(Aim)
Repeat verbatim the part of the records that opens with the line containing "If you could pin the colorful artwork" and closes with the line containing "column 138, row 195", including both of those lines.

(Data rows)
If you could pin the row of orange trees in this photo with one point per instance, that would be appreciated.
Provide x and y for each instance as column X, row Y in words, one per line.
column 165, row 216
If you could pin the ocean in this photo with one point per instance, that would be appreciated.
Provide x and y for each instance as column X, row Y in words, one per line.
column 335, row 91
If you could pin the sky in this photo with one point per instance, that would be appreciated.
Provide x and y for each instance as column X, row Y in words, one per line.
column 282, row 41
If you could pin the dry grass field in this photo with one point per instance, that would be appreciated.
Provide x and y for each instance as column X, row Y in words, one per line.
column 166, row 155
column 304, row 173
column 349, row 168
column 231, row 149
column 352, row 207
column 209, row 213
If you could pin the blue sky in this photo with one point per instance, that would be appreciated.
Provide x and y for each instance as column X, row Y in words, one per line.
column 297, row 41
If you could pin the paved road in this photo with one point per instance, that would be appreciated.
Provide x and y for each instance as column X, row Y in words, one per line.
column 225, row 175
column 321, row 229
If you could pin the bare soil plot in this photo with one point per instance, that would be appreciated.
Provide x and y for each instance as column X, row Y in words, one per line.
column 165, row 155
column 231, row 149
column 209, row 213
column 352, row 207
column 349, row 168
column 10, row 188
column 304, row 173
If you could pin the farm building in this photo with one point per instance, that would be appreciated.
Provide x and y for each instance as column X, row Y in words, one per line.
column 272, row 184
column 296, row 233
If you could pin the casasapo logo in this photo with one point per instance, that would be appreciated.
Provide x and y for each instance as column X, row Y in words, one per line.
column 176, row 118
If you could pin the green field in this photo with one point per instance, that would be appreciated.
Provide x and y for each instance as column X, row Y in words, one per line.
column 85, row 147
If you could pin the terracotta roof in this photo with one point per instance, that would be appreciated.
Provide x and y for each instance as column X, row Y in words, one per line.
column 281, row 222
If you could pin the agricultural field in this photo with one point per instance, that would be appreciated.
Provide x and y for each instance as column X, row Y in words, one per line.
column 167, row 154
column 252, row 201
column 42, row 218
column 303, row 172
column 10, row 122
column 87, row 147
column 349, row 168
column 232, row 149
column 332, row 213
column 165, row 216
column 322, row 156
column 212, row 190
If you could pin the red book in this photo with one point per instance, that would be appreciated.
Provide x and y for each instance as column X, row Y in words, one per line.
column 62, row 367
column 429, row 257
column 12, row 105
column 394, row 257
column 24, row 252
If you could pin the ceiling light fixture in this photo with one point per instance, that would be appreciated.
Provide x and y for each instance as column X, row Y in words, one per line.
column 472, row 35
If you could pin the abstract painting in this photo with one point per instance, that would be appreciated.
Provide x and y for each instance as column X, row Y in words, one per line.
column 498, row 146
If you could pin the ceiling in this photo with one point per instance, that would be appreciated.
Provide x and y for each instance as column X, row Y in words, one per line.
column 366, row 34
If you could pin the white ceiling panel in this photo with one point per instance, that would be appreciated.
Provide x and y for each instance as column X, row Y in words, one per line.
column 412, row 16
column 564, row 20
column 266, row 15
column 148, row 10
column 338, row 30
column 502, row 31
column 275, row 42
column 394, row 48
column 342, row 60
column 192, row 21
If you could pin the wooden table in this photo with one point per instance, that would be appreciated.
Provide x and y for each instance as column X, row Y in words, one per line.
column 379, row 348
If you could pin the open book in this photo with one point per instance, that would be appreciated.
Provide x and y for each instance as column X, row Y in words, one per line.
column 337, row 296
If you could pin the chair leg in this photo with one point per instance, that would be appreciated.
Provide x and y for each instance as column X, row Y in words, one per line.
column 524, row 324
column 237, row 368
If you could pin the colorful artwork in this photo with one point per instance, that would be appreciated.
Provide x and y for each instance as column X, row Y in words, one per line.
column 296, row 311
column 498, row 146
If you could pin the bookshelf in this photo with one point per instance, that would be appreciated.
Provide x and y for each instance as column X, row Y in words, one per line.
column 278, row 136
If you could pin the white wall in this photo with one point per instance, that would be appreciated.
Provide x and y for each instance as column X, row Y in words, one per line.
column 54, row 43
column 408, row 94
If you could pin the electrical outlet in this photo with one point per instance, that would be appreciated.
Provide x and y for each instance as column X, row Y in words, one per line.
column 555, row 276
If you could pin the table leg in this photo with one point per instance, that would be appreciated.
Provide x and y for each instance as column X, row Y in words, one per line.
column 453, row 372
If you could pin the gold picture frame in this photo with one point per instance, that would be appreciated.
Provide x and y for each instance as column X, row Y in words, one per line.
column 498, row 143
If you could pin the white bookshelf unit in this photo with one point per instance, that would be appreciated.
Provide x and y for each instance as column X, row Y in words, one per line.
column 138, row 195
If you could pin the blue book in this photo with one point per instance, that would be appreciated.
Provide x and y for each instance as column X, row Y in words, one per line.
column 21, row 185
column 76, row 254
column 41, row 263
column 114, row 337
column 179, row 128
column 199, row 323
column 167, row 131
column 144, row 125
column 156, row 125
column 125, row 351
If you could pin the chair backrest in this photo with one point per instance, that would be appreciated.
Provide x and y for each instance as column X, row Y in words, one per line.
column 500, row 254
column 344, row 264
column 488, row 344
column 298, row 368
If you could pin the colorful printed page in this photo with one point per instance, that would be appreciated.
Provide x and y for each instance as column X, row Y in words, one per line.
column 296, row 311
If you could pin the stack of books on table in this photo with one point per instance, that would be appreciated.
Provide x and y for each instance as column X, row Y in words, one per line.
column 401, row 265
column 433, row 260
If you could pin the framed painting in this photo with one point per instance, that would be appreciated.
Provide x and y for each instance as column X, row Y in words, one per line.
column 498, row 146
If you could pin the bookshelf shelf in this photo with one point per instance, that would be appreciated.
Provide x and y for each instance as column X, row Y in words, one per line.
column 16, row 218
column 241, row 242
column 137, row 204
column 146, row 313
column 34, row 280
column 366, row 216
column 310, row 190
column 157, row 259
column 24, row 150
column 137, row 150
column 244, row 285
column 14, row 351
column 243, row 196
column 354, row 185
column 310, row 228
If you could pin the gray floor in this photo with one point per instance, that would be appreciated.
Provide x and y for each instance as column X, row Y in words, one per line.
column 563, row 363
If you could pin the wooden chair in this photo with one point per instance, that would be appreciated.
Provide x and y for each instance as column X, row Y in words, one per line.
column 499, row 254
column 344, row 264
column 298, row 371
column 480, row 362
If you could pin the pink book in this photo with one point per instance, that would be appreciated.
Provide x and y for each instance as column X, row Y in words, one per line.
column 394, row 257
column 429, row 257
...
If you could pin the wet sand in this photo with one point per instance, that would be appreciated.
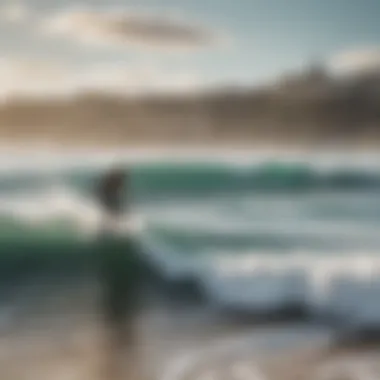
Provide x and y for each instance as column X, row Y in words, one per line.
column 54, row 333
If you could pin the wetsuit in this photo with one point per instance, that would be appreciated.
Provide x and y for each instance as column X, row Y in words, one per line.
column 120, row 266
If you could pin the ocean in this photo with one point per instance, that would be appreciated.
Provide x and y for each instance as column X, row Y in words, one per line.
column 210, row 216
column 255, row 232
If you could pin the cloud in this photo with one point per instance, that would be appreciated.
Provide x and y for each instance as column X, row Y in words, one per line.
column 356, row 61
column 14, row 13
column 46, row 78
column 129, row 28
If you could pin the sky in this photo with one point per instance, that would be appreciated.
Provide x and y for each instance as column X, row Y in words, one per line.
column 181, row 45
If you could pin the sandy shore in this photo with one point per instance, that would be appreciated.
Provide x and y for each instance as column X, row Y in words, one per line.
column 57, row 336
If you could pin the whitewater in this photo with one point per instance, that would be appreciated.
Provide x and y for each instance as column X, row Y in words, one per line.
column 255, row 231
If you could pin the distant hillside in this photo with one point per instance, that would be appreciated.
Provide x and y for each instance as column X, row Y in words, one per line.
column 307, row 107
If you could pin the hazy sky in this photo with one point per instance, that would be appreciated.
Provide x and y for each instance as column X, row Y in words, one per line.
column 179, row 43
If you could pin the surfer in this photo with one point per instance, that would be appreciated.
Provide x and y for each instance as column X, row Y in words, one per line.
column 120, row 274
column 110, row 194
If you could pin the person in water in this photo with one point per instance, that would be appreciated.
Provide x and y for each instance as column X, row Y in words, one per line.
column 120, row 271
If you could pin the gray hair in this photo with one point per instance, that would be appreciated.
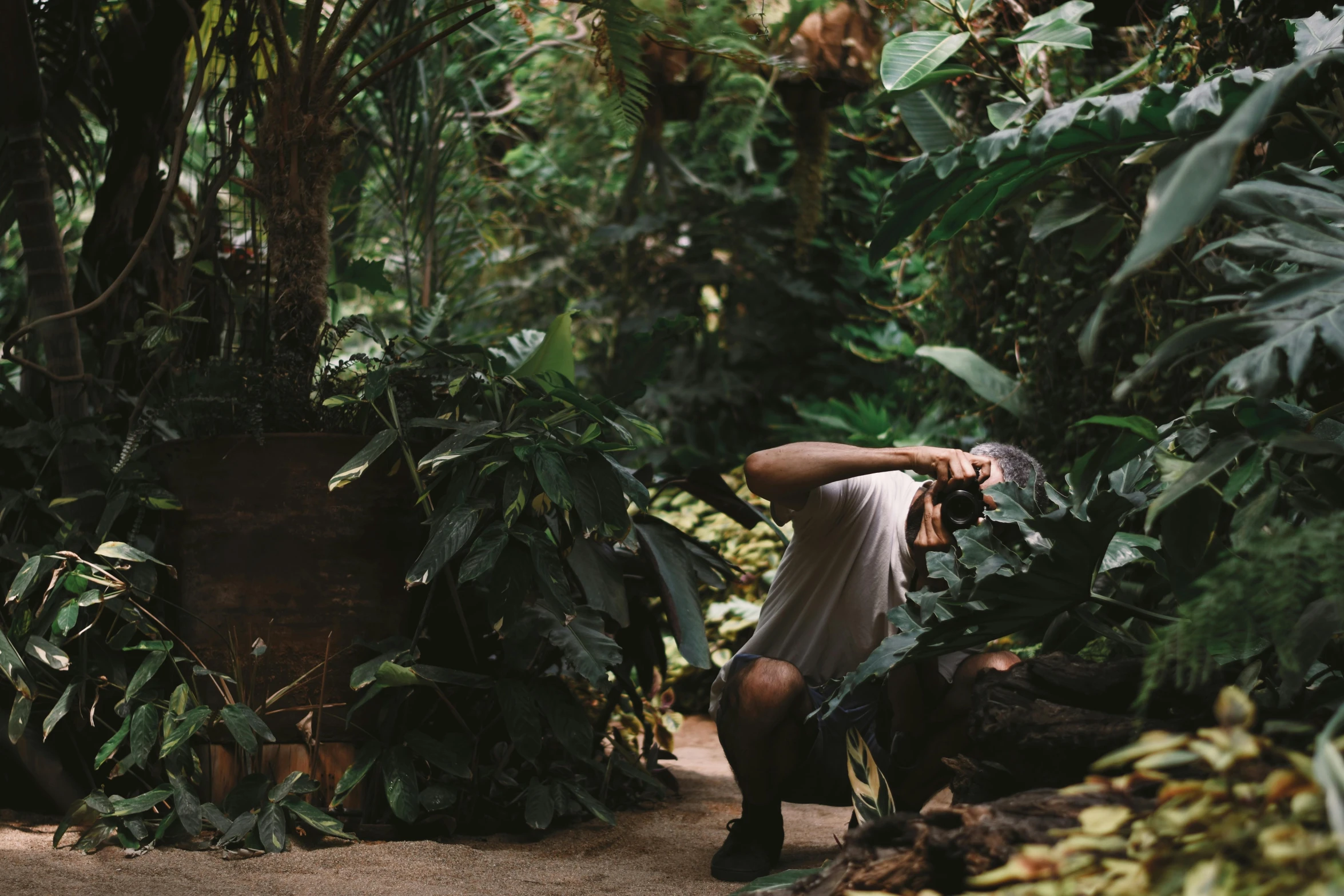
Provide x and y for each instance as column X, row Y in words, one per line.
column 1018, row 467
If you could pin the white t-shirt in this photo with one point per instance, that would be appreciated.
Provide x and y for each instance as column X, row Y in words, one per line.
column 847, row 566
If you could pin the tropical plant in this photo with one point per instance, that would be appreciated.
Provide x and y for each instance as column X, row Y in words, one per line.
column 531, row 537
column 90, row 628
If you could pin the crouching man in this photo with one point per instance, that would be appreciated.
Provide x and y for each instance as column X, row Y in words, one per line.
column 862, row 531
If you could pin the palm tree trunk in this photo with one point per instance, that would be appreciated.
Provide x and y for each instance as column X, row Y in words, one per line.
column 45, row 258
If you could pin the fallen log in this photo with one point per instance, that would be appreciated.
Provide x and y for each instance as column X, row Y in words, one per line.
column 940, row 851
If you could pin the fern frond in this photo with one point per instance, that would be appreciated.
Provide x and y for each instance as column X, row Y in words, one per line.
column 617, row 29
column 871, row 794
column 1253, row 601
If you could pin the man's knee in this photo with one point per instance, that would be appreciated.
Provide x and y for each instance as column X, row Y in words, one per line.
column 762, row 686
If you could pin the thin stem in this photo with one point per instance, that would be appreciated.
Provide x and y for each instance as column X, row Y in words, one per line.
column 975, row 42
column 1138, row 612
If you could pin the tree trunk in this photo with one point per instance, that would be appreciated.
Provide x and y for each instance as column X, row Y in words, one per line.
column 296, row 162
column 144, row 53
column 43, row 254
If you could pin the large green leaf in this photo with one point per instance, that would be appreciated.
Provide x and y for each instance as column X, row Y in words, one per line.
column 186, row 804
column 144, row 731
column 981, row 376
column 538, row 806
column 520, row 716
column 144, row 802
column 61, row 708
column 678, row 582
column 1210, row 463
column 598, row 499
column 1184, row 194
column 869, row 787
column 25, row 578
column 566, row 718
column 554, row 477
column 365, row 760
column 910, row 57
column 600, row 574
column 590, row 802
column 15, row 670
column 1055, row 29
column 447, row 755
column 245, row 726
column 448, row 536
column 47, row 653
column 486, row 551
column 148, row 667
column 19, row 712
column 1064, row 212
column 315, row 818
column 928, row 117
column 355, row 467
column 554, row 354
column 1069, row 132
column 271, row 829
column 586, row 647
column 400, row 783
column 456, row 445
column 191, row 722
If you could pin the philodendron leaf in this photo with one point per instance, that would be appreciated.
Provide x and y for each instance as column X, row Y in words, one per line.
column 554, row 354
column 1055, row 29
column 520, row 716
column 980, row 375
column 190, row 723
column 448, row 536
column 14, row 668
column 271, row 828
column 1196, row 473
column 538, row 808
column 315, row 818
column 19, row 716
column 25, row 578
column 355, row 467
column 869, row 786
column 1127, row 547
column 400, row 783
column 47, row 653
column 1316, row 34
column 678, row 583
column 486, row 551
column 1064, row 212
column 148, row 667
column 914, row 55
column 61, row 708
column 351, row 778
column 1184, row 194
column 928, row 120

(Finished exercise)
If you could pin the colorful artwork in this photo with one point per instance, that would be appreciated.
Provide x and y for each instance as column X, row Y in words, one per line.
column 296, row 311
column 498, row 146
If you could pin the bookshelf in this photo with one point per instance, that would be appreciated.
Provide x and y for each instance as column X, row Y in words, one per line.
column 278, row 136
If you could pin the white wall in this photo with one point per instance, that would be appreciated.
Provide x and y for each instance as column X, row Y in words, one per line.
column 54, row 43
column 408, row 94
If you could pin the electrical outlet in this photo with one point per instance, that would be appreciated.
Provide x and y for each instance as column X, row Y in words, one per line.
column 555, row 276
If you could pin the table leg in this photo with one point per instance, that would be appreciated.
Provide x and y for each instance as column X, row Y in words, one per line.
column 453, row 372
If you could pin the gold picture frame in this photo with one point per instance, that would be appreciated.
Provide x and y for each instance as column X, row Y in words, one per line.
column 498, row 143
If you could pin the white bookshelf unit in this photo with one point per instance, that would be appreciated.
Provide x and y for each instance as column X, row Y in words, one per line.
column 138, row 195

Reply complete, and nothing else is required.